**Object point labels:**
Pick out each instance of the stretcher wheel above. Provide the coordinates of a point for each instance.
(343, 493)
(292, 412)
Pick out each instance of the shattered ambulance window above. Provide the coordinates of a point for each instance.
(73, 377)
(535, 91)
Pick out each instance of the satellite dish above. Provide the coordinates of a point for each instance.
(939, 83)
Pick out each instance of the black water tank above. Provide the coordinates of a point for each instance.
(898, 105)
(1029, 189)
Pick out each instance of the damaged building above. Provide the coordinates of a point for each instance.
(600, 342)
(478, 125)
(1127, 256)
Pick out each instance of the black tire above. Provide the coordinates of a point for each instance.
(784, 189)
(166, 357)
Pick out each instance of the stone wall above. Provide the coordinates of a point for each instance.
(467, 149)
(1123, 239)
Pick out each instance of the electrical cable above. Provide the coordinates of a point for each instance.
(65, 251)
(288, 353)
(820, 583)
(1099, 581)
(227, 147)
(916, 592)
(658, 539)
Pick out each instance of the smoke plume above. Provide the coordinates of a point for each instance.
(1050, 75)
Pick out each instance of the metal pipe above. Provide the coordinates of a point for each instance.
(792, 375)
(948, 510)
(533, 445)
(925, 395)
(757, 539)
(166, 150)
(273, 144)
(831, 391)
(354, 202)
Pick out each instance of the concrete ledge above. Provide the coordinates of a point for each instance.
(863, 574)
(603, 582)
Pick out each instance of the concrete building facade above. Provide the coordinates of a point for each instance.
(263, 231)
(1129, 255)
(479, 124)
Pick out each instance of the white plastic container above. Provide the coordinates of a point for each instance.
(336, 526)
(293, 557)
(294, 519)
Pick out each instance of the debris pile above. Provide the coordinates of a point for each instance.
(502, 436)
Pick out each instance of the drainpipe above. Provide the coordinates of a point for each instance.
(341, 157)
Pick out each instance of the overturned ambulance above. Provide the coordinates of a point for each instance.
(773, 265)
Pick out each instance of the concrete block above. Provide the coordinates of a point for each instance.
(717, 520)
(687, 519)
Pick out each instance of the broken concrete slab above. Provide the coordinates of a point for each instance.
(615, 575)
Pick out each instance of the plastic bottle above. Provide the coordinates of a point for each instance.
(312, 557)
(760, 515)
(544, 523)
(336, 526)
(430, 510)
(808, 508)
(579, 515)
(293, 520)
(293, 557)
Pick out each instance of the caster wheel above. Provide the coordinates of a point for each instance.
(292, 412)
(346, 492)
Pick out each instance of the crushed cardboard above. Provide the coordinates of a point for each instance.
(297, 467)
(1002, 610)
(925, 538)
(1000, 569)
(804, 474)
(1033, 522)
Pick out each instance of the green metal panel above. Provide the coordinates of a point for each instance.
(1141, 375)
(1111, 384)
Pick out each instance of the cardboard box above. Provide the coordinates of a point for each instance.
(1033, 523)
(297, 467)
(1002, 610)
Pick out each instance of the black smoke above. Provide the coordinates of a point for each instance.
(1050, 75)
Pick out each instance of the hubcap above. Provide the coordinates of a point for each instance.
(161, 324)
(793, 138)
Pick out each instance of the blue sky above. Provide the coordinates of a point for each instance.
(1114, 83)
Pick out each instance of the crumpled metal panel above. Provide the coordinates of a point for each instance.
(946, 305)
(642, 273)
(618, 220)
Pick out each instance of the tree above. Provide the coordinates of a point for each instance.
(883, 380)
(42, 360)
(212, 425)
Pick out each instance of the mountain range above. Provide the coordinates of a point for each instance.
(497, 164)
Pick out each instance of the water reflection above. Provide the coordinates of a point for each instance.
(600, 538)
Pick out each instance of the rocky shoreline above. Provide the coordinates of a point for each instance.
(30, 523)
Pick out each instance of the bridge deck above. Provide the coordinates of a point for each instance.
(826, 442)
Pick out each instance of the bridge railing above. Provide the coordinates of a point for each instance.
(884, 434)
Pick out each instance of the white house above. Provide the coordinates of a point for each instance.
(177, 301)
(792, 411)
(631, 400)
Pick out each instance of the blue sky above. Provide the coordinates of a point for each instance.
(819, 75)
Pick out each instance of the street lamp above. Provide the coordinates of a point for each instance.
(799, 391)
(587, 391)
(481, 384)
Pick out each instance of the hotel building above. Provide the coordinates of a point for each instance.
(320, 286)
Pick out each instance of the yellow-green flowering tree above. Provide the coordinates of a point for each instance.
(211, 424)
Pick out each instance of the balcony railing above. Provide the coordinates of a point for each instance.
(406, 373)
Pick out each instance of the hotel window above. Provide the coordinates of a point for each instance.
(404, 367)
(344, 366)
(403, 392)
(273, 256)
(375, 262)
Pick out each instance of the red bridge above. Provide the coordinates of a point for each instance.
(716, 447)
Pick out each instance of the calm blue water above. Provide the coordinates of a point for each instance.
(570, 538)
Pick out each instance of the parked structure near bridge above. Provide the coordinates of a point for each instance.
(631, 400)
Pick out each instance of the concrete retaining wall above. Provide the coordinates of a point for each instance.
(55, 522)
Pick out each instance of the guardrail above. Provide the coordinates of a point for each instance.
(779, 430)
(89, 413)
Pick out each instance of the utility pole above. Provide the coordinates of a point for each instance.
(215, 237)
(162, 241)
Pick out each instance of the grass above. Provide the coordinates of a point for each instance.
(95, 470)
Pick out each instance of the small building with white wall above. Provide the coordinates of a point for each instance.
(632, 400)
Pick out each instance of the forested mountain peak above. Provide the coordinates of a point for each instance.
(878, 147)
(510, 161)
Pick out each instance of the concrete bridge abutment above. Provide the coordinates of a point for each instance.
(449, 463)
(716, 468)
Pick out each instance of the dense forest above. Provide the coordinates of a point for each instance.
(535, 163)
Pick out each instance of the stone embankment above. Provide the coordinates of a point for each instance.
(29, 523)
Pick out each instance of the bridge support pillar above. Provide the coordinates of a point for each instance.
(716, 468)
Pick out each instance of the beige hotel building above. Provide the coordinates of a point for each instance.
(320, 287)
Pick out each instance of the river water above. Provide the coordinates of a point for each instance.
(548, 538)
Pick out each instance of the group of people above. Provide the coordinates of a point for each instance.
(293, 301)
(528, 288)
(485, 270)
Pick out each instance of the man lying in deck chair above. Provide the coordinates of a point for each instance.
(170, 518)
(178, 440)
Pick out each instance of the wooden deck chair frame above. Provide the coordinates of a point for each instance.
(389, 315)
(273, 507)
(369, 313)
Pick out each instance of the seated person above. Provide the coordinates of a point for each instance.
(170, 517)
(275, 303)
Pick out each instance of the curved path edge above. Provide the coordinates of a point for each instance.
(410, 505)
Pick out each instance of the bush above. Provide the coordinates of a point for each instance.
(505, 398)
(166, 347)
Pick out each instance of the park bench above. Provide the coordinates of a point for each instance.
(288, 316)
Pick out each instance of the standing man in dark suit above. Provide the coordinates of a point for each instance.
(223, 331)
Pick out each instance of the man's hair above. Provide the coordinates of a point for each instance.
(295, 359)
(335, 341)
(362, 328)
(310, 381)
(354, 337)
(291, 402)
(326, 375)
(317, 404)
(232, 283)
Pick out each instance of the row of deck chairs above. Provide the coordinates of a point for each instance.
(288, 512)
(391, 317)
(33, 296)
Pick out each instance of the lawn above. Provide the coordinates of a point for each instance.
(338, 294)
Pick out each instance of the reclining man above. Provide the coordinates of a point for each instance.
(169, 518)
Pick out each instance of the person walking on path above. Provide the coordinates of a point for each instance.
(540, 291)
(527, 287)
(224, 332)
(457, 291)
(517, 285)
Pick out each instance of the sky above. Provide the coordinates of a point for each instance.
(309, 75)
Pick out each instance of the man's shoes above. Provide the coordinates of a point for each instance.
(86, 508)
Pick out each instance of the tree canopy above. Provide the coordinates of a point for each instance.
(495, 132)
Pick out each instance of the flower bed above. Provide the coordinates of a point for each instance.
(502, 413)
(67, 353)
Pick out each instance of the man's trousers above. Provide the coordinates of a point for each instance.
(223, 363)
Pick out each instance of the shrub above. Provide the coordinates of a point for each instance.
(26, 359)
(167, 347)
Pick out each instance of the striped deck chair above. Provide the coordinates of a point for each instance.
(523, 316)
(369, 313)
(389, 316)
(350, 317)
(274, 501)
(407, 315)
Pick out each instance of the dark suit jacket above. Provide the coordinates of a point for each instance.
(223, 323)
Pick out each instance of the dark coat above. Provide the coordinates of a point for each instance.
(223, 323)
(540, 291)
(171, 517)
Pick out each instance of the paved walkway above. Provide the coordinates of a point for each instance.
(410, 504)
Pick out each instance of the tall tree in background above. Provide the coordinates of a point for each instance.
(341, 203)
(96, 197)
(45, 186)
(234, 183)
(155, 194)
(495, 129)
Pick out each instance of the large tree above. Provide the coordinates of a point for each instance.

**EXERCISE DETAILS:**
Substitute "Mark" for "Pick out" throughout the lines starting at the one that contains "Pick out each instance of the paved" and ending at the last line, and give only those lines with everything else left unchanged.

**REPLY:**
Mark each instance of the paved walkway above. Provide the coordinates of a point for each instance.
(410, 504)
Mark each instance of the tall tree in background above. Provide the coordinates of a point for each instance.
(341, 203)
(96, 197)
(45, 186)
(234, 183)
(155, 194)
(495, 129)
Mark each instance of the large tree above. Provide the coordinates of a point for each instance.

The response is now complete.